TEXT BLOCK »
--------------------
Since the strike, U.S. military officials justified their actions by citing an even larger blast that took place afterward.

“Because there were secondary explosions, there is a reasonable conclusion to be made that there is explosives in that vehicle,” the chairman of the Joint Chiefs of Staff, Gen. Mark A. Milley, said last week.

But an examination of the scene of the strike, conducted by the Times visual investigations team and a Times reporter the morning afterward, and followed up with a second visit four days later, found no evidence of a second, more powerful explosion.

Experts who examined photos and videos pointed out that, although there was clear evidence of a missile strike and subsequent vehicle fire, there were no collapsed or blown-out walls, no destroyed vegetation, and only one dent in the entrance gate, indicating a single shock wave.

“It seriously questions the credibility of the intelligence or technology utilized to determine this was a legitimate target,” said Chris Cobb-Smith, a British Army veteran and security consultant.
--------------------
DATASET »
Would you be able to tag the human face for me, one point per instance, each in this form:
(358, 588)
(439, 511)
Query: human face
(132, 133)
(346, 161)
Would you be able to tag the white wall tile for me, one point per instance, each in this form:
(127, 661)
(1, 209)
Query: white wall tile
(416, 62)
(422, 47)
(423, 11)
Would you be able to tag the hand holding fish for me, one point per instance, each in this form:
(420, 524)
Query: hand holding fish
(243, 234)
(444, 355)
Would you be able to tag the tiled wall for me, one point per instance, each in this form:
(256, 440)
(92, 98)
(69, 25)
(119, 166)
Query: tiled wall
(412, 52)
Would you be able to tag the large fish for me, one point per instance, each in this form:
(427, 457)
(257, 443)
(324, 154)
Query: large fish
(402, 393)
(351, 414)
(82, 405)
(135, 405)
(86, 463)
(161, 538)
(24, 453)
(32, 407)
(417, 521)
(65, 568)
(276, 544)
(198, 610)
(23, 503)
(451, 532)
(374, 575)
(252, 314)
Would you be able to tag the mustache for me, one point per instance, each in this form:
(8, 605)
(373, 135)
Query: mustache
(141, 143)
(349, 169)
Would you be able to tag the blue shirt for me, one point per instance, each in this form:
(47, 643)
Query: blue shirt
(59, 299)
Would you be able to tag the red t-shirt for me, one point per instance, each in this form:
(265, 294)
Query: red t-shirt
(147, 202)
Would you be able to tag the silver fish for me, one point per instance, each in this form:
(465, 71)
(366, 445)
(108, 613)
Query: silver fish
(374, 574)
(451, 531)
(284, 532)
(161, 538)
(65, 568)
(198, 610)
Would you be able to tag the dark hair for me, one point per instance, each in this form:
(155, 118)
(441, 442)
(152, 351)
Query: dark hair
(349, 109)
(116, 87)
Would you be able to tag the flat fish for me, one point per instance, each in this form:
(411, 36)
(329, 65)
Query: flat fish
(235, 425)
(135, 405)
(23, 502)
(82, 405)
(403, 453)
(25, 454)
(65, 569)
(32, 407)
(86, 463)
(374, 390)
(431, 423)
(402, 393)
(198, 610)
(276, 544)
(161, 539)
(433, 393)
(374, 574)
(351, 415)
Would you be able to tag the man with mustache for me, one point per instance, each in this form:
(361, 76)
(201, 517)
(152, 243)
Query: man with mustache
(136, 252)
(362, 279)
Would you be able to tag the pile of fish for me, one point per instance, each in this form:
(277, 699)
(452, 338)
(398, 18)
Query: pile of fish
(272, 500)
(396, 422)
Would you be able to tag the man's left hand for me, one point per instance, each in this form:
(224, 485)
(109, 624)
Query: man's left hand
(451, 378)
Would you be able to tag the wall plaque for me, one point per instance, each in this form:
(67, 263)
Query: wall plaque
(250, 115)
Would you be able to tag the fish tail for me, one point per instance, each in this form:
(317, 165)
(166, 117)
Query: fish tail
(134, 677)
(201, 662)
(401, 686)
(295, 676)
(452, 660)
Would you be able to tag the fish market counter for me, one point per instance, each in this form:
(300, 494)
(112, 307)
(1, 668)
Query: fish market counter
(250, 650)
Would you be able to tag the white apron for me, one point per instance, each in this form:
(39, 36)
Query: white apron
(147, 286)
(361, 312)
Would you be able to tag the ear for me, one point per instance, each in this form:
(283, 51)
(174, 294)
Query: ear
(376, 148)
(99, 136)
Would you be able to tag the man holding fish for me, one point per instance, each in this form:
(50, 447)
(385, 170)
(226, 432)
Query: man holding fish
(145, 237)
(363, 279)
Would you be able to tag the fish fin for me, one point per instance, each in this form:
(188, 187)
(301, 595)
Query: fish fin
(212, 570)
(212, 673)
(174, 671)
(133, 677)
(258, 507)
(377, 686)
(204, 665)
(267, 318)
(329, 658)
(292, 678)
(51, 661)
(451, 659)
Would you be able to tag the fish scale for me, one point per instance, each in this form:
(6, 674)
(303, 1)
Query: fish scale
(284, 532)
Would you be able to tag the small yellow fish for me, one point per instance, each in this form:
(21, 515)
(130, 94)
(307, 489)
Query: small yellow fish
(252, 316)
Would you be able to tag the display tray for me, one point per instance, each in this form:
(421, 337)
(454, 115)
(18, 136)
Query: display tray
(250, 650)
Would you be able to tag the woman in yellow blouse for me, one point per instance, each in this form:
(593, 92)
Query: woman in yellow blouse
--------------------
ACTIVITY LIST »
A. Summarize the text on the strike in two sentences.
B. Decide whether each statement agrees with the text on the strike, giving yes or no and quoting the deciding words: (i) Gen. Mark A. Milley cited secondary explosions; (ii) the Times visited the scene only once; (iii) experts found blown-out walls at the scene.
C. Transcribe the text on the strike from "But an examination" to "and security consultant.".

TASK-BY-TASK SOLUTIONS »
A. U.S. military officials, including Gen. Mark A. Milley, justified the strike by pointing to secondary explosions, which they said indicated explosives in the vehicle. An examination of the scene by the Times found no evidence of a second, more powerful explosion, and experts saw signs of only a single shock wave.

B.
(i) Yes: "Because there were secondary explosions, there is a reasonable conclusion to be made that there is explosives in that vehicle."
(ii) No: "followed up with a second visit four days later."
(iii) No: "there were no collapsed or blown-out walls."

C.
But an examination of the scene of the strike, conducted by the Times visual investigations team and a Times reporter the morning afterward, and followed up with a second visit four days later, found no evidence of a second, more powerful explosion.

Experts who examined photos and videos pointed out that, although there was clear evidence of a missile strike and subsequent vehicle fire, there were no collapsed or blown-out walls, no destroyed vegetation, and only one dent in the entrance gate, indicating a single shock wave.

“It seriously questions the credibility of the intelligence or technology utilized to determine this was a legitimate target,” said Chris Cobb-Smith, a British Army veteran and security consultant.